◆ Written request ◆
Starting at the first line and ending at the line containing "0,0 -> 728,502", write the lines out again with the requests kept in, shifting every bounding box coordinate in the answers by -22.

◆ Material for the task ◆

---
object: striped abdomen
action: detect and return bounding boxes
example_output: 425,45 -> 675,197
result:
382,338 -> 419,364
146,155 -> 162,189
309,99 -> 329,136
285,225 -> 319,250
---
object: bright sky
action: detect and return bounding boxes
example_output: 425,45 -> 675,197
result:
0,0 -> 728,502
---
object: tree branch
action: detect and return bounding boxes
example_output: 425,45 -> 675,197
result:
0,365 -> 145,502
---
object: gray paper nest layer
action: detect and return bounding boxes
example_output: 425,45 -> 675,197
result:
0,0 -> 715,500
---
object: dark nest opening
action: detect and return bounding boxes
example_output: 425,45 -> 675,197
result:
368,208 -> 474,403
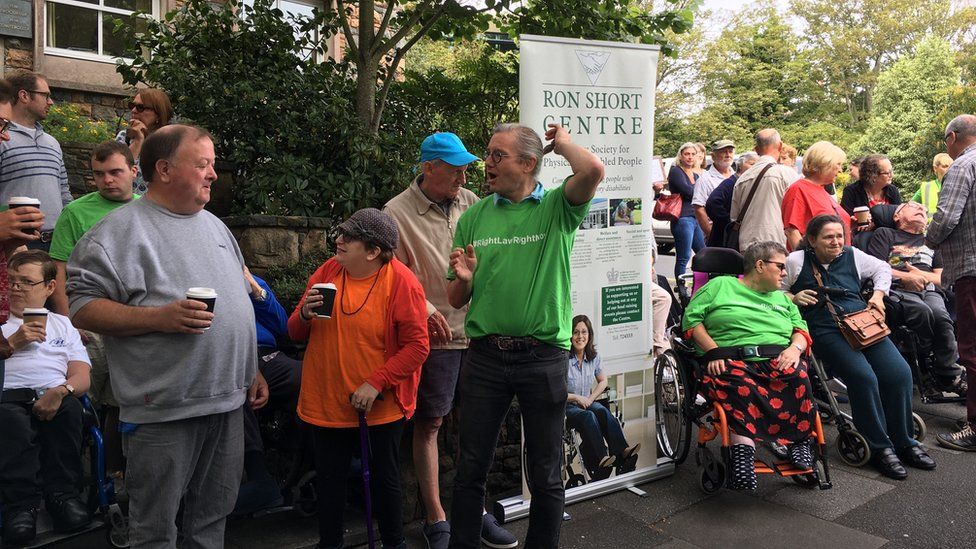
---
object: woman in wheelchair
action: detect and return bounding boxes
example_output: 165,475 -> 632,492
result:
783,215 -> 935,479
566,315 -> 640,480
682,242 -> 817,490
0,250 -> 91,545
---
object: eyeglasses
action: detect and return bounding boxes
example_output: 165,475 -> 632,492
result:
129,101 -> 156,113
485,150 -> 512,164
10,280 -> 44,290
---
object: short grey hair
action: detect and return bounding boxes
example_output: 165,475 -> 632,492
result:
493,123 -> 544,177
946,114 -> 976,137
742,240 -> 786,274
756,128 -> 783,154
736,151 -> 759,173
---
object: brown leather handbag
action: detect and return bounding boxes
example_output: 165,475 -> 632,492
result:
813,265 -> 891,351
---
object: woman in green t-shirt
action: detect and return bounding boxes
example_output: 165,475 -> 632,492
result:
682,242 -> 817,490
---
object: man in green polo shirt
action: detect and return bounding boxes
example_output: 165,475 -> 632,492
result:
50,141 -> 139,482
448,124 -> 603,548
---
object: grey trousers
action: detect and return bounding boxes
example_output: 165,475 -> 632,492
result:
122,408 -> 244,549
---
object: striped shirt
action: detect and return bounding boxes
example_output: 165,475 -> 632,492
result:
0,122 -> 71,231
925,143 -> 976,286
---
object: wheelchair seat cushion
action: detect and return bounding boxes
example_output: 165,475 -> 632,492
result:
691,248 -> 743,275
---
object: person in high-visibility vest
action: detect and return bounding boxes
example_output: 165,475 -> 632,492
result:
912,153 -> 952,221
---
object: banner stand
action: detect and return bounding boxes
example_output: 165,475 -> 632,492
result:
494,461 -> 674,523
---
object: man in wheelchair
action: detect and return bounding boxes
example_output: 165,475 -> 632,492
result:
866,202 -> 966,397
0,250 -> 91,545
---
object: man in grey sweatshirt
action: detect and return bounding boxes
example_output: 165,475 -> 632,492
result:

◆ Response ◆
---
object: striped abdomen
action: detect and return bounding boxes
example_output: 425,45 -> 675,197
result:
360,316 -> 397,342
124,133 -> 140,167
287,77 -> 307,114
263,203 -> 297,228
---
object: bright sky
action: detect and return bounding boxes
example_output: 425,45 -> 675,197
result:
-22,-22 -> 706,480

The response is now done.